In the passage below about the French naval officer Kergariou-Locmaria, where was he born?

→ **Excerpted passage**:
####################

Théobald-René, Comte de Kergariou-Locmaria (17 September 1739 – 16 July 1795) was a French Navy officer who served in the American Revolutionary War.

== Career ==
Kergariou-Locmaria was born on 17 September 1739 at Coatilliau Castle, near Lannion, in a family of old nobility. He was brother to Jonathas de Kergariou-Locmaria, to Pierre-Joseph de Kergariou-Rosconnet and to Raymond-Marie de Kergariou-Coatlès.

=== Early career ===
Kergariou-Locmaria joined the Navy in the Gardes de la Marine in 1755, and served on the 50-gun Aigle, under Captain de Saint-Alouarn, in a fleet bound for Saint-Domingue and commanded by Perier.

Promoted to Ensign on 17 April 1757, he was appointed to command the batteries of the coastal defences of Saint-Domingue. He served at sea from 1758 to 1770, appointed first on and taking part in the Siege of Louisbourg, and from 1759 on Sardine.

####################

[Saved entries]

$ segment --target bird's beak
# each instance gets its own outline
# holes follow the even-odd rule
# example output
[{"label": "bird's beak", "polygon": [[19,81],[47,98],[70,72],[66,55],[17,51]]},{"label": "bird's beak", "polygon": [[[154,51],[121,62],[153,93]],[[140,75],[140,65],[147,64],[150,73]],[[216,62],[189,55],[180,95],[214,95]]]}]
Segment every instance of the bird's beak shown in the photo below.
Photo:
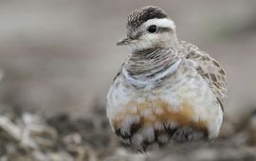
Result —
[{"label": "bird's beak", "polygon": [[132,42],[132,39],[130,39],[130,38],[124,38],[124,39],[121,39],[120,41],[119,41],[117,43],[117,45],[126,45],[131,44],[131,42]]}]

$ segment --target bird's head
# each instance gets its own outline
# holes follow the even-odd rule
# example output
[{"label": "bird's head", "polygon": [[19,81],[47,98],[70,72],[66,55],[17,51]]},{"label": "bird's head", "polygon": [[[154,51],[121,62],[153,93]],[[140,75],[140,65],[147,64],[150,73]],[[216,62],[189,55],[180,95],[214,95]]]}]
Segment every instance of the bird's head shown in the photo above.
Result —
[{"label": "bird's head", "polygon": [[177,43],[175,25],[157,7],[137,9],[128,15],[127,37],[118,42],[118,45],[127,45],[132,51],[141,51],[155,47],[168,47]]}]

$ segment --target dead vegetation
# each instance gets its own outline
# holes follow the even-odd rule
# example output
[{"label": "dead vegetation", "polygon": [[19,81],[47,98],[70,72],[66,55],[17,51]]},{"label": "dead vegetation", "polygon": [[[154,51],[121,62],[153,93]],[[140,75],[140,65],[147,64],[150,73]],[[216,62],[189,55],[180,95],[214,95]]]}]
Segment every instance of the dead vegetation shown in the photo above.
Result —
[{"label": "dead vegetation", "polygon": [[[253,161],[256,160],[256,116],[243,127],[210,144],[166,147],[146,154],[129,152],[111,132],[104,109],[90,118],[67,115],[46,117],[1,106],[0,161]],[[245,126],[246,125],[246,126]]]}]

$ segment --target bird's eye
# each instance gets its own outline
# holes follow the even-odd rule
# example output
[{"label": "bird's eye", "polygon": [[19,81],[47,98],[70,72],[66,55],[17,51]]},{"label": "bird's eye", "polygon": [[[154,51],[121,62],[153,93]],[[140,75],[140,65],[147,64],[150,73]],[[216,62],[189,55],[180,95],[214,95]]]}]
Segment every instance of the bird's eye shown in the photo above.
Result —
[{"label": "bird's eye", "polygon": [[156,26],[155,26],[155,25],[153,25],[153,26],[150,26],[149,27],[148,27],[148,31],[150,32],[150,33],[155,33],[155,31],[156,31]]}]

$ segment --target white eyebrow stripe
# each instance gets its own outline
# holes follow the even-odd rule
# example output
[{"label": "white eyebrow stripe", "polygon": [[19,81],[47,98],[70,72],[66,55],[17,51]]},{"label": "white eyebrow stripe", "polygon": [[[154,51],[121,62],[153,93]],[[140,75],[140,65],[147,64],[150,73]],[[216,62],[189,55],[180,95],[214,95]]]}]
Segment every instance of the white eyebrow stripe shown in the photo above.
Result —
[{"label": "white eyebrow stripe", "polygon": [[162,18],[162,19],[150,19],[144,24],[147,27],[155,25],[156,27],[170,27],[172,29],[174,29],[175,23],[168,18]]}]

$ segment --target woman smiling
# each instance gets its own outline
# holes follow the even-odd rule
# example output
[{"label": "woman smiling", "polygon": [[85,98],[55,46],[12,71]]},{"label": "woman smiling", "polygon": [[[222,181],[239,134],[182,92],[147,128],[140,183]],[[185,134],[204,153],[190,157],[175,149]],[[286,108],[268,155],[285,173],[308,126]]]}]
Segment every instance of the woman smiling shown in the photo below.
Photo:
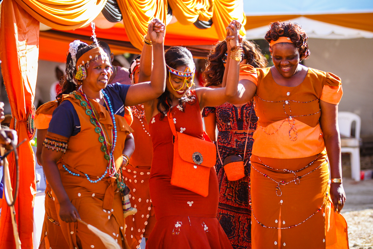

####################

→ **Solved problem**: At Coatilliau Castle, near Lannion.